━━━ EXTRACTED TEXT ━━━

Like everyone else, Lord Hanuman too has made his peace with cramped space in Mumbai. In the Dhobi Talao area of Kalbadevi in south Mumbai, the 200-year-old temple may be housed in a building called Hanuman Building but it’s shorn of any pretensions—the usual dome or anything amounting to a compound.
The bustle at Picket Road Maruti could be an extension of the general, larger busyness of the area, in which are also located a police station, a hospital, courts, the police commissioner’s office and sundry old shops. It’s not unusual to see policemen and lawyers alongside relatives of the accused appealing to Hanuman, besides politician and film star bhakts. “On Saturdays, it gets very crowded,” says a police officer. “We post a special traffic constable.” Head priest Arun Mahant, a sixth-generation mahant of the temple, corroborates this. “With a police station and court just across the road it is natural for us to believe it is very popular among cops and lawyers, though we see movie stars, corporates, doctors, politicians and astrologers in as many numbers. The temple is visited not just by the Hindus but devotees of all religions.”
The main Hanuman idol is ‘swayambhu’, which means it is not crafted out of stone or metal but has emerged in this form and grown over the years in size owing to the constant application of oil and sindoor. Besides Saturdays and Tuesdays—the regular Hanuman days—the temple sees a huge crowd on occasions like Hanuman Jayanti, Ramnavmi and Palki.

━━━

> DIRECTIONS FOR THIS TASK
Can you extract the passage of the Mumbai Hanuman temple text that runs from "The main Hanuman" up to and including "Ramnavmi and Palki.", word for word?

━━━ MATERIAL SUPPLIED ━━━

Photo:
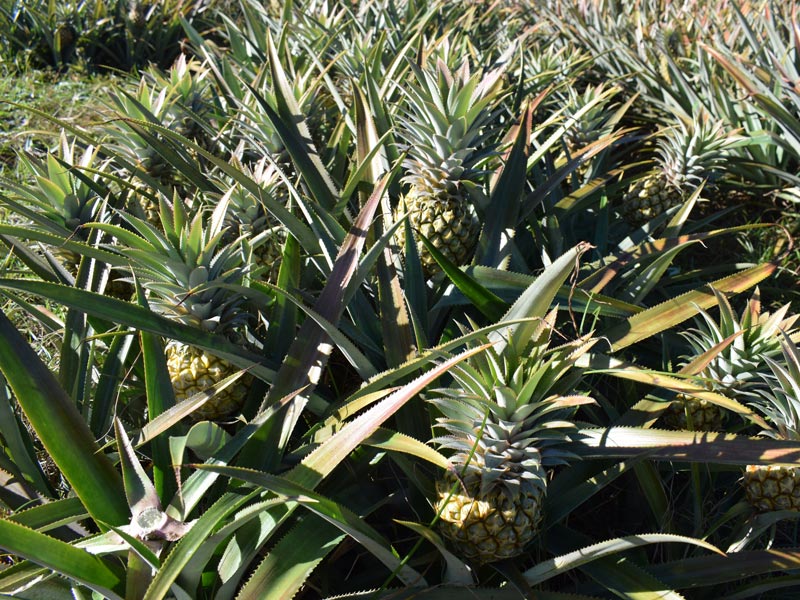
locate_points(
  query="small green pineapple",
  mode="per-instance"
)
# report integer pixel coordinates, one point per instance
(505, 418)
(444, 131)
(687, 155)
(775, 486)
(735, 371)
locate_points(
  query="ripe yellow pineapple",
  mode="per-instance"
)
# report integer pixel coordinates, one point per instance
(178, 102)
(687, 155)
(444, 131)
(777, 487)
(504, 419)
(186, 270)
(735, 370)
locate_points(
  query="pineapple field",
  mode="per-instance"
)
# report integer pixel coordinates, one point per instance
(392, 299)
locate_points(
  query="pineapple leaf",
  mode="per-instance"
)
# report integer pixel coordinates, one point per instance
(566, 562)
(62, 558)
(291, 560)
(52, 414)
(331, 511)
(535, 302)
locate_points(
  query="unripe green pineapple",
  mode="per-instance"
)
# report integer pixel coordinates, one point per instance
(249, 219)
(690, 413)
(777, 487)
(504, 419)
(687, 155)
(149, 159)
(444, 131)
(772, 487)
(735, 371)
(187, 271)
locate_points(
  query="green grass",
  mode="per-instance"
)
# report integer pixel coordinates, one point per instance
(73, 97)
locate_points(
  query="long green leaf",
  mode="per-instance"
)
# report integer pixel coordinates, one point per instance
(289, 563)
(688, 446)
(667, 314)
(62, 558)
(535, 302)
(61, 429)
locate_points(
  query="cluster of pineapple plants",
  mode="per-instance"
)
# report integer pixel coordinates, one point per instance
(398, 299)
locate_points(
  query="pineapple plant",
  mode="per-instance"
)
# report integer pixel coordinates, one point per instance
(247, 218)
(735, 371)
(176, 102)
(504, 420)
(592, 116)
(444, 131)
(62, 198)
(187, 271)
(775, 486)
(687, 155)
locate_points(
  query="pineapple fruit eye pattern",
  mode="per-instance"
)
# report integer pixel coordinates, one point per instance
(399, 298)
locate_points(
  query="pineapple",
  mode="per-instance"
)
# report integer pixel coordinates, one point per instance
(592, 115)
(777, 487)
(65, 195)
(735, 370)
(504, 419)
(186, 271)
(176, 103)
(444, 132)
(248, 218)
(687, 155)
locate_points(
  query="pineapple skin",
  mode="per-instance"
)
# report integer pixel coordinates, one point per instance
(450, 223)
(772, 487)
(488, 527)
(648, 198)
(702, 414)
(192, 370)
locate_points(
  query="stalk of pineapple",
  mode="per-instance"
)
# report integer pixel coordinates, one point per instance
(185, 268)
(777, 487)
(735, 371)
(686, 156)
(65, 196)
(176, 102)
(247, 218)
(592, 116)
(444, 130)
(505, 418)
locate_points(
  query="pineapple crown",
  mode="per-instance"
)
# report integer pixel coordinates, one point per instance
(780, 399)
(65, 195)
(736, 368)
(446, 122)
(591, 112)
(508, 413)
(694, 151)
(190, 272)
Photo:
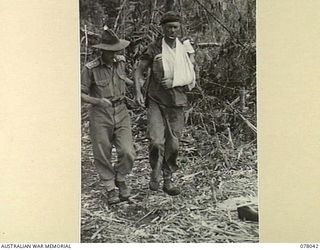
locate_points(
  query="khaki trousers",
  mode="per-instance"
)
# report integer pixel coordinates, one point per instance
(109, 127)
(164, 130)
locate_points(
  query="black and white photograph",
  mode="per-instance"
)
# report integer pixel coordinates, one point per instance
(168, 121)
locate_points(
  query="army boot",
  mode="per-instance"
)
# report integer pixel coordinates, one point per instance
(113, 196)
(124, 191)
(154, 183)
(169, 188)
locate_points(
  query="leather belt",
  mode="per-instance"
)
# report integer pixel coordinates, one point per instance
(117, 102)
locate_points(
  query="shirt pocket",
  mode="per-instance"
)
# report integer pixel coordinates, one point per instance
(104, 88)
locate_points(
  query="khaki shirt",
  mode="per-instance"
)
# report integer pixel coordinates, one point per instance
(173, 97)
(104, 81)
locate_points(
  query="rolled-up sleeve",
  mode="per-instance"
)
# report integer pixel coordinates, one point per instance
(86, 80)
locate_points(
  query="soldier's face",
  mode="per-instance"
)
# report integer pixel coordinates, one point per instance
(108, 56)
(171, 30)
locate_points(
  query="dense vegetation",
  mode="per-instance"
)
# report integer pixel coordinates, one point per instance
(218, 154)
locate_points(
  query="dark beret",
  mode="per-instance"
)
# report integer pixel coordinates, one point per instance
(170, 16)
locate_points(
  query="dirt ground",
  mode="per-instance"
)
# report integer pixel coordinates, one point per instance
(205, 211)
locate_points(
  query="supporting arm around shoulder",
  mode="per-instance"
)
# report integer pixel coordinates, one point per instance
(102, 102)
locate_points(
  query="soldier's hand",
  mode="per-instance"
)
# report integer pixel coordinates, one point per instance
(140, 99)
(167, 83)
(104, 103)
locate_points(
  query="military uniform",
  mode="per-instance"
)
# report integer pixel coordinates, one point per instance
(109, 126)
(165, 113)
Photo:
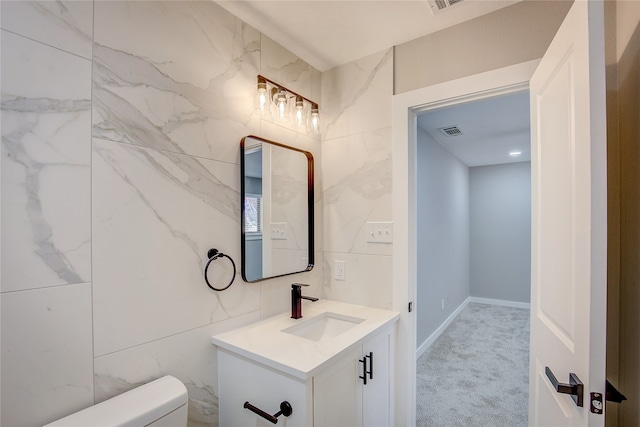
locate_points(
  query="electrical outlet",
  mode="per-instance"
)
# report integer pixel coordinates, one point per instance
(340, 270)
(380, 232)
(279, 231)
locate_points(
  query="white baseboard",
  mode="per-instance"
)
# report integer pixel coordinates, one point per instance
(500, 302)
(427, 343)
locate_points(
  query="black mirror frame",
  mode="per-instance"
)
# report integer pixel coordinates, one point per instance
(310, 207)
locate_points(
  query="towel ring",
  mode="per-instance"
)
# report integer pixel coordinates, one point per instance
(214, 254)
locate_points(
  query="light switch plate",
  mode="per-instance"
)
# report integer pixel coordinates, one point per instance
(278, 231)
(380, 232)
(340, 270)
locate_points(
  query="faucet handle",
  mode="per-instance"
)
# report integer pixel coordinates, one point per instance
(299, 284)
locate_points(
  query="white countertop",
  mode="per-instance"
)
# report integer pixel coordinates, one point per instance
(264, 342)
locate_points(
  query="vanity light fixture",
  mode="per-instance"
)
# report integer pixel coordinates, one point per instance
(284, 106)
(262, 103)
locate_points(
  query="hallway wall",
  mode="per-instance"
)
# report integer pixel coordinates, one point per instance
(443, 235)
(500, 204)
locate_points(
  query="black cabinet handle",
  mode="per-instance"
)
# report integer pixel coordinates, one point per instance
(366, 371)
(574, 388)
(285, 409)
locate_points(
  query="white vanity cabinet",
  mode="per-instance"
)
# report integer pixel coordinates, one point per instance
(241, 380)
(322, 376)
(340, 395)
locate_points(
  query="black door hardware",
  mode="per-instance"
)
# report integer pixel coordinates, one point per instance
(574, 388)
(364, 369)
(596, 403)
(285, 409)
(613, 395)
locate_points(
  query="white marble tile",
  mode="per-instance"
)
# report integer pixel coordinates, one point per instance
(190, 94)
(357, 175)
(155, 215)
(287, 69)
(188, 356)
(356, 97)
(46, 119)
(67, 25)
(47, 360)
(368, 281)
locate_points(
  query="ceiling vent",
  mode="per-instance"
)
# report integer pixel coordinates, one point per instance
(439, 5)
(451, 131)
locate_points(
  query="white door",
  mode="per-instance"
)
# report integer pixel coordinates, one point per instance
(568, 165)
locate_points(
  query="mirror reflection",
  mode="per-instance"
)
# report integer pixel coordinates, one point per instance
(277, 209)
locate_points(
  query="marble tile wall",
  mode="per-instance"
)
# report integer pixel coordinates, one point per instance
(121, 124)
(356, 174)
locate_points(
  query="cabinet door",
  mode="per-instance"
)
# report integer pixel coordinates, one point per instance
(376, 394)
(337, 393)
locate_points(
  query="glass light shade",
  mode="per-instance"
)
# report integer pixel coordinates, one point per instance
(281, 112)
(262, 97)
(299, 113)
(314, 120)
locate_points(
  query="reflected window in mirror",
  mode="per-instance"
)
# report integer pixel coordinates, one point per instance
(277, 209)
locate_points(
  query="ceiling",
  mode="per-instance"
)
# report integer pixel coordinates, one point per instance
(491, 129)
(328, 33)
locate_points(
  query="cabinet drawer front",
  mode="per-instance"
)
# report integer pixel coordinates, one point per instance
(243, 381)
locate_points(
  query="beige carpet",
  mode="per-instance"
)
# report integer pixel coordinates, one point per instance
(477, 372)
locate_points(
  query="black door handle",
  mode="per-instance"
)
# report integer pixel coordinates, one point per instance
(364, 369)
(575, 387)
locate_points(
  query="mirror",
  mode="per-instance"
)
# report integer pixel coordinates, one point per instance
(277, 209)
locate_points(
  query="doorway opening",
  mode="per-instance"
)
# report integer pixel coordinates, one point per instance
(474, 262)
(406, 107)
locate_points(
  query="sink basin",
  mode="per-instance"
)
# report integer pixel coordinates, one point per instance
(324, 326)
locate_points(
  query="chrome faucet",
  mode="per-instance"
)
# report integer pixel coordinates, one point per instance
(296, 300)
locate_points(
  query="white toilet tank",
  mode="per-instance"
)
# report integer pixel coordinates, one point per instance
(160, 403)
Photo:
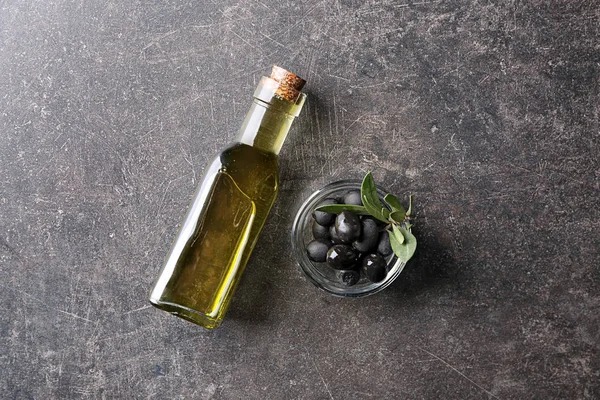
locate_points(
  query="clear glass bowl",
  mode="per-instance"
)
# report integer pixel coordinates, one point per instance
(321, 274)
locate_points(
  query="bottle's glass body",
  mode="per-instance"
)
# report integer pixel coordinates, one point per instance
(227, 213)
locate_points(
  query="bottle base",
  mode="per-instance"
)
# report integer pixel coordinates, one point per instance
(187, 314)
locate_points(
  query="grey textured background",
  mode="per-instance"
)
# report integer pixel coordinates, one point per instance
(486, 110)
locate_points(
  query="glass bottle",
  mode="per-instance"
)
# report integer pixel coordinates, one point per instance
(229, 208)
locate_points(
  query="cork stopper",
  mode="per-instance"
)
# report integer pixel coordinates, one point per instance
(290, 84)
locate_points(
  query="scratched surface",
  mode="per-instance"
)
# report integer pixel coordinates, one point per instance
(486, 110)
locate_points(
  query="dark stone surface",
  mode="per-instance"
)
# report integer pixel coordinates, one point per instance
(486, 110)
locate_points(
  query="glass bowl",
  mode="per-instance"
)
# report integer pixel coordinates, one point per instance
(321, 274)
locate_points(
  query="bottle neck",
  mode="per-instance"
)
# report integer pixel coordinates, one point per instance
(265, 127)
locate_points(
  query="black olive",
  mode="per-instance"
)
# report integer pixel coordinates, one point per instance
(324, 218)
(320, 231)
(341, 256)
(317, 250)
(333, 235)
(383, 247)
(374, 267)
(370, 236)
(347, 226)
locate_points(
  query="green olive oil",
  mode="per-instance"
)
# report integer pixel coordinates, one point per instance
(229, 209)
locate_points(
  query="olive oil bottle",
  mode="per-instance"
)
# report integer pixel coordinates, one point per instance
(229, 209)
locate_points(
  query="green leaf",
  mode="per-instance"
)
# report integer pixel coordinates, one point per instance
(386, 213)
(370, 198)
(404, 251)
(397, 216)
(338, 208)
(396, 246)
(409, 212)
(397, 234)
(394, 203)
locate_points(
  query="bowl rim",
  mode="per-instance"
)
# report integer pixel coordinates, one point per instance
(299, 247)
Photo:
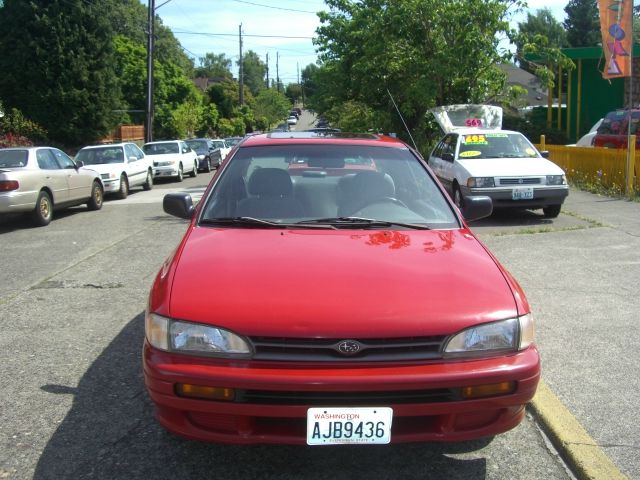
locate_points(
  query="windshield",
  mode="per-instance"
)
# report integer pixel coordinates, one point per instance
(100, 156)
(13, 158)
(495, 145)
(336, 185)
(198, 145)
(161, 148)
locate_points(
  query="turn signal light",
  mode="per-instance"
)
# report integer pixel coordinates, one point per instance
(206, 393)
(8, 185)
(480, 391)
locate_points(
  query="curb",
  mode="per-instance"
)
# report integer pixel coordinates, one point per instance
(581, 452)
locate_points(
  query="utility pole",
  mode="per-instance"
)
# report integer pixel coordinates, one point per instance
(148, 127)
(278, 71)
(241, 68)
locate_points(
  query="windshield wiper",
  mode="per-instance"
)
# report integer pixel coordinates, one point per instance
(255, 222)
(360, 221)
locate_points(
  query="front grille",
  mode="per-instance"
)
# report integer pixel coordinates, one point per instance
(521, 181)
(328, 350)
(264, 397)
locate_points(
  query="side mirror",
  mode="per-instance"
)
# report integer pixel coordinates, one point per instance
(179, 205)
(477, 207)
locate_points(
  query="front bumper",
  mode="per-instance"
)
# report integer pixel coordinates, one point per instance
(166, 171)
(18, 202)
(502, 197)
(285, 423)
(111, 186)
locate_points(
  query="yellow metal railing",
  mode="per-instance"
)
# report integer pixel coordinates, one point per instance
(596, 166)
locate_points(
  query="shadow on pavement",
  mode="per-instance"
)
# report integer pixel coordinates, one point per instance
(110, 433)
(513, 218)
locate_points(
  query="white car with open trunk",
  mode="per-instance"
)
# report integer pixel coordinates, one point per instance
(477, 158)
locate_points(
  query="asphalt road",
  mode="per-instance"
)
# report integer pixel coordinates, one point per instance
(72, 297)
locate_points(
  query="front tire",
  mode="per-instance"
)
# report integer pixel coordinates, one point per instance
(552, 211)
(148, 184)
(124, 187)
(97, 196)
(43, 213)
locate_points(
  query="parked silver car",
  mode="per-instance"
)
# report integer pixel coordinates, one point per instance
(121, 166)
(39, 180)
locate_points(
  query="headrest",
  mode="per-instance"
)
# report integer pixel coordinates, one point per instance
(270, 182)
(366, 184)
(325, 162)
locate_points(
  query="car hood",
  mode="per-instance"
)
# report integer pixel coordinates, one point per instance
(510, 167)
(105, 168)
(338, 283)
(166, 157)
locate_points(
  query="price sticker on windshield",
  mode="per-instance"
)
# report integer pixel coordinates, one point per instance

━━━

> ANSWER FOR THIS EXERCISE
The main Hanuman idol is ‘swayambhu’, which means it is not crafted out of stone or metal but has emerged in this form and grown over the years in size owing to the constant application of oil and sindoor. Besides Saturdays and Tuesdays—the regular Hanuman days—the temple sees a huge crowd on occasions like Hanuman Jayanti, Ramnavmi and Palki.